Saved entries
**********
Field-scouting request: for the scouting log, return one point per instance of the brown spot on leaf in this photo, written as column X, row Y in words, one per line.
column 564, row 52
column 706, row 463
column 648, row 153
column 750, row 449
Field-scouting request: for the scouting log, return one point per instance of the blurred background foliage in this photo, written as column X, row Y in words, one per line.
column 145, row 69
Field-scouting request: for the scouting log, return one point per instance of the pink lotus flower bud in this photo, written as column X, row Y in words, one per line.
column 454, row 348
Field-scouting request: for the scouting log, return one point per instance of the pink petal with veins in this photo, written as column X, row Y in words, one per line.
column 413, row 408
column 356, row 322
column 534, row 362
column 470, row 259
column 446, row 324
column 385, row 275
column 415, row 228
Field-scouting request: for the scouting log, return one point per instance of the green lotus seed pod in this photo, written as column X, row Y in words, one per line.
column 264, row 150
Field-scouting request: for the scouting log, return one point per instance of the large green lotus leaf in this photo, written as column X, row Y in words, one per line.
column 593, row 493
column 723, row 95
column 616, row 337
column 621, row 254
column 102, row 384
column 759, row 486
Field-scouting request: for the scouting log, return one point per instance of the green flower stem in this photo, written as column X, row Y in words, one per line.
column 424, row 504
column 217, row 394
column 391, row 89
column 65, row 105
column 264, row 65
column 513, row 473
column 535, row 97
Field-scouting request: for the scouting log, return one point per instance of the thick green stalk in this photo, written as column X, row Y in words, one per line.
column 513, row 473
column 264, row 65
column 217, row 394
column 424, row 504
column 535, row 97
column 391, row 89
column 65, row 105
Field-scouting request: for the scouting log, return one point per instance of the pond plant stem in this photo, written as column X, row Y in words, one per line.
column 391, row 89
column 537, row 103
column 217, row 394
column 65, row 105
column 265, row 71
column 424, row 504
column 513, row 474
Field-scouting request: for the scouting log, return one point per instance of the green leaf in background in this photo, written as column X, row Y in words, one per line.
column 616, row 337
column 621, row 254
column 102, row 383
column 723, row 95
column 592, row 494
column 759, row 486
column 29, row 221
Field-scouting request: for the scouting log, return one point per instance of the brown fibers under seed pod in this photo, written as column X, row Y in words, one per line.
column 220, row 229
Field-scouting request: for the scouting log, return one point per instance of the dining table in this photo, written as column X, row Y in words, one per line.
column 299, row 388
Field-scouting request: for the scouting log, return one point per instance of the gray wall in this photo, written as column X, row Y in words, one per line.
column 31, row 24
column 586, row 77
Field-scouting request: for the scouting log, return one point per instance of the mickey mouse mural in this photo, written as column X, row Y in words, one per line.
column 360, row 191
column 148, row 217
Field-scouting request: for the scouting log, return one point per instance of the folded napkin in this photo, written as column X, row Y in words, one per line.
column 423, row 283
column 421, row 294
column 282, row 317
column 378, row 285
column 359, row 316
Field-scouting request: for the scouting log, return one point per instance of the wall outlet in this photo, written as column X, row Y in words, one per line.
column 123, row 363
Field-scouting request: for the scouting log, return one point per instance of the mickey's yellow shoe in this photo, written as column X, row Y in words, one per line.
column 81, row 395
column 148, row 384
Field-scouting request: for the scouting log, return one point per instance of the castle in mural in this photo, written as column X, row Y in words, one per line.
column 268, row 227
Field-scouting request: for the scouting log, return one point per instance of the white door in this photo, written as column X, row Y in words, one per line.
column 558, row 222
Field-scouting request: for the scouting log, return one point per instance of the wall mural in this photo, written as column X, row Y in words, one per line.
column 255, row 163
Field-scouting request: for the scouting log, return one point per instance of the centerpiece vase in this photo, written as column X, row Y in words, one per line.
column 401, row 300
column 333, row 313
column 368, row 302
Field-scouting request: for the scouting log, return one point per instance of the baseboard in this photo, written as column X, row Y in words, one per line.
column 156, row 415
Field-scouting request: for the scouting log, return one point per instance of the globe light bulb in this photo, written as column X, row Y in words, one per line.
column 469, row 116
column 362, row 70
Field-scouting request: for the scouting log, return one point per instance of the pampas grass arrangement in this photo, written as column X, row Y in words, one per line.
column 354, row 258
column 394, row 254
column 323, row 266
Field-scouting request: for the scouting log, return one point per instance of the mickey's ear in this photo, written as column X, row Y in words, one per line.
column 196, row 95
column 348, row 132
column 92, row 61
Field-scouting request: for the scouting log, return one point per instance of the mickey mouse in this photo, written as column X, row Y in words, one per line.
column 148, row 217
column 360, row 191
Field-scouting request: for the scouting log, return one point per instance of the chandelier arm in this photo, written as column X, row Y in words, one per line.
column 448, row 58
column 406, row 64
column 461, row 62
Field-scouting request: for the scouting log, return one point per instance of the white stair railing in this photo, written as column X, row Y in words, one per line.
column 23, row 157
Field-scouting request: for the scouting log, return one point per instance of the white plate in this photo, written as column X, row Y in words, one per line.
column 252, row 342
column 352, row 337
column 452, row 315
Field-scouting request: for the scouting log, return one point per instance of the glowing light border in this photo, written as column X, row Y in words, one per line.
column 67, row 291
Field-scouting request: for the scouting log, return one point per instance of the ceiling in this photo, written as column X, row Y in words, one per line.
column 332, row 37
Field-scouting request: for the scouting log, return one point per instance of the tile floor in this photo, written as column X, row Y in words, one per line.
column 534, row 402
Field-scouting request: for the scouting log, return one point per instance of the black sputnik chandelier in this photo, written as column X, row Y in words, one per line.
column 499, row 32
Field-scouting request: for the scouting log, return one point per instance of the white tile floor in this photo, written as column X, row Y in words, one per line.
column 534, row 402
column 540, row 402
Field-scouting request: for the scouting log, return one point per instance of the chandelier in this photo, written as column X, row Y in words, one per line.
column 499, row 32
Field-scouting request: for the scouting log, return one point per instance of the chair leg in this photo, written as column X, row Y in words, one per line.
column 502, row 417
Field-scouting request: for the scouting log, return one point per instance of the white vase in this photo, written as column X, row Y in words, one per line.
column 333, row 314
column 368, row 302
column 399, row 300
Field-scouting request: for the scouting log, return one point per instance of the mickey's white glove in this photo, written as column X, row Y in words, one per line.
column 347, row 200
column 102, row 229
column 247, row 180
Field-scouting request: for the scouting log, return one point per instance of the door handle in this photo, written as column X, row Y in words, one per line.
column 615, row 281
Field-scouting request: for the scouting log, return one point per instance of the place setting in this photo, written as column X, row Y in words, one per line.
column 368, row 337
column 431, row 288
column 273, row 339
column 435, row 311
**********
TASK OBJECTIVE: Please transcribe all of the records, keeping every line exactly as it is.

RESPONSE AREA:
Field-scouting request: for the scouting log, return one point per instance of the brown spot on leaf in this photo, written as column X, row Y in words, one per line.
column 564, row 52
column 706, row 463
column 648, row 153
column 750, row 449
Field-scouting request: for the scouting log, return one point per instance of the blurred background foliage in this photo, written as column X, row Y in words, one per line.
column 145, row 69
Field-scouting request: for the scouting log, return one point per instance of the pink lotus flower bud in this photo, written as column X, row Y in words, one per line.
column 454, row 348
Field-scouting request: for the scouting log, return one point per instance of the pink petal with veins in this photo, written as column X, row Y in words, one per line.
column 413, row 408
column 356, row 322
column 534, row 362
column 470, row 259
column 446, row 324
column 385, row 275
column 415, row 228
Field-scouting request: for the scouting log, return one point per instance of the green lotus seed pod in this photo, written as column X, row Y in words, one per line.
column 264, row 150
Field-scouting request: for the scouting log, return one point per instance of the large green lotus leaf in this photo, written as column X, row Y in words, one per line.
column 593, row 493
column 723, row 95
column 616, row 337
column 621, row 254
column 102, row 384
column 759, row 486
Field-scouting request: for the scouting log, return one point per instance of the green flower stem in this photo, written as column X, row Y in words, one per line.
column 424, row 504
column 217, row 394
column 391, row 89
column 65, row 105
column 264, row 65
column 513, row 473
column 535, row 97
Field-scouting request: for the scouting log, return one point per instance of the thick green stalk in this photo, written as column X, row Y in words, one per line.
column 513, row 473
column 264, row 65
column 217, row 394
column 424, row 504
column 535, row 97
column 391, row 89
column 65, row 105
Field-scouting request: for the scouting log, return one point per instance of the pond plant stem in this photo, written as column X, row Y in words, one per line.
column 391, row 89
column 537, row 103
column 217, row 394
column 65, row 105
column 265, row 71
column 424, row 504
column 513, row 474
Field-scouting request: for the scouting log, return one point per instance of the green leaf in background in this photo, written as column X, row Y in words, one per line.
column 616, row 337
column 621, row 254
column 102, row 383
column 723, row 95
column 592, row 494
column 759, row 486
column 29, row 221
Field-scouting request: for the scouting log, return one point per instance of the brown fibers under seed pod in this photo, written as column X, row Y in words, one per line.
column 220, row 229
Field-scouting request: for the scouting log, return one point per instance of the dining table in this photo, written as column X, row Y in words, one per line.
column 299, row 388
Field-scouting request: for the scouting log, return one point per instance of the gray wall in this photo, written as column X, row Y in words, one per line.
column 31, row 24
column 586, row 77
Field-scouting request: for the scouting log, return one point per instance of the mickey mouse mural in this photo, written as column X, row Y in words, one per line.
column 360, row 191
column 148, row 217
Field-scouting request: for the scouting log, return one point per instance of the folded napkin in this photo, written as column X, row Y in words, one per line.
column 423, row 283
column 421, row 294
column 282, row 317
column 378, row 285
column 359, row 316
Field-scouting request: for the scouting log, return one point per instance of the wall outlet in this photo, written as column X, row Y in words, one per line.
column 123, row 363
Field-scouting request: for the scouting log, return one point per instance of the mickey's yellow shoe in this photo, written as column X, row Y in words, one per line.
column 81, row 395
column 148, row 384
Field-scouting request: for the scouting log, return one point per instance of the castle in mural in this photo, written as column X, row Y in words, one per line.
column 268, row 227
Field-scouting request: for the scouting log, return one point per instance of the white door in this photo, written as column X, row Y in words, one per line.
column 558, row 222
Field-scouting request: for the scouting log, return one point per instance of the wall mural in this photo, written as column X, row Y in words, one per line.
column 255, row 163
Field-scouting request: for the scouting log, return one point per instance of the centerpiece vase in this photo, written as column X, row Y in words, one per line.
column 401, row 300
column 333, row 313
column 368, row 302
Field-scouting request: for the scouting log, return one point per instance of the baseboard in this photo, written as column X, row Y in words, one per line.
column 156, row 415
Field-scouting request: for the scouting log, return one point per instance of the globe light bulb in this photo, written as column X, row Y in words, one per line.
column 469, row 116
column 362, row 70
Field-scouting request: for the scouting log, return one point per instance of the pampas grass arrangement in this photo, written as column X, row Y in words, one per line.
column 354, row 258
column 394, row 254
column 323, row 266
Field-scouting request: for the scouting log, return one point per instance of the mickey's ear in this photo, written as column X, row Y in words, one per line.
column 196, row 95
column 348, row 132
column 92, row 61
Field-scouting request: for the scouting log, return one point per instance of the mickey mouse in this photo, written as column X, row Y in words, one per line.
column 148, row 217
column 360, row 191
Field-scouting request: for the scouting log, return one point per instance of the chandelier arm in this photo, written as column X, row Y in words, one per line.
column 448, row 58
column 406, row 64
column 461, row 62
Field-scouting request: for the scouting log, return one point per instance of the white stair railing in this photo, written as column X, row Y in words, one per line.
column 23, row 157
Field-scouting request: for the scouting log, return one point per instance of the white plate in this photo, written as column X, row Y in words, one per line.
column 252, row 342
column 352, row 337
column 452, row 315
Field-scouting request: for the scouting log, return one point per instance of the glowing light border in this photo, written as column X, row Y in words, one per line.
column 67, row 291
Field-scouting request: for the scouting log, return one point per instance of the ceiling in this photo, written as column X, row Y in words, one per line.
column 332, row 37
Field-scouting request: for the scouting log, return one point per instance of the tile floor in this photo, written as column X, row Y in words, one per line.
column 534, row 402
Field-scouting request: for the scouting log, return one point per instance of the black sputnik chandelier in this photo, written as column X, row Y in words, one per line.
column 499, row 32
Field-scouting request: for the scouting log, return one point per instance of the white tile floor in this photo, written as column X, row Y in words, one per line.
column 534, row 402
column 540, row 402
Field-scouting request: for the scouting log, return one point per instance of the chandelier in this photo, written as column X, row Y in words, one per line.
column 499, row 32
Field-scouting request: for the scouting log, return one point per instance of the chair leg in this photo, written as column X, row Y in words, one per line.
column 502, row 417
Field-scouting request: for the scouting log, return one point per instance of the white vase in this photo, written as column X, row Y in words, one per line.
column 333, row 314
column 368, row 302
column 399, row 300
Field-scouting request: for the scouting log, return one point per instance of the mickey's white glove in this photo, written as column X, row Y in words, one per line.
column 347, row 200
column 102, row 229
column 247, row 180
Field-scouting request: for the scouting log, return one point per instance of the door handle in this photo, written as column X, row Y in words, one per line.
column 615, row 281
Field-scouting request: for the scouting log, return one point per instance of the place setting in this photo, written as column X, row Y in words, one per line.
column 368, row 337
column 431, row 288
column 273, row 339
column 435, row 311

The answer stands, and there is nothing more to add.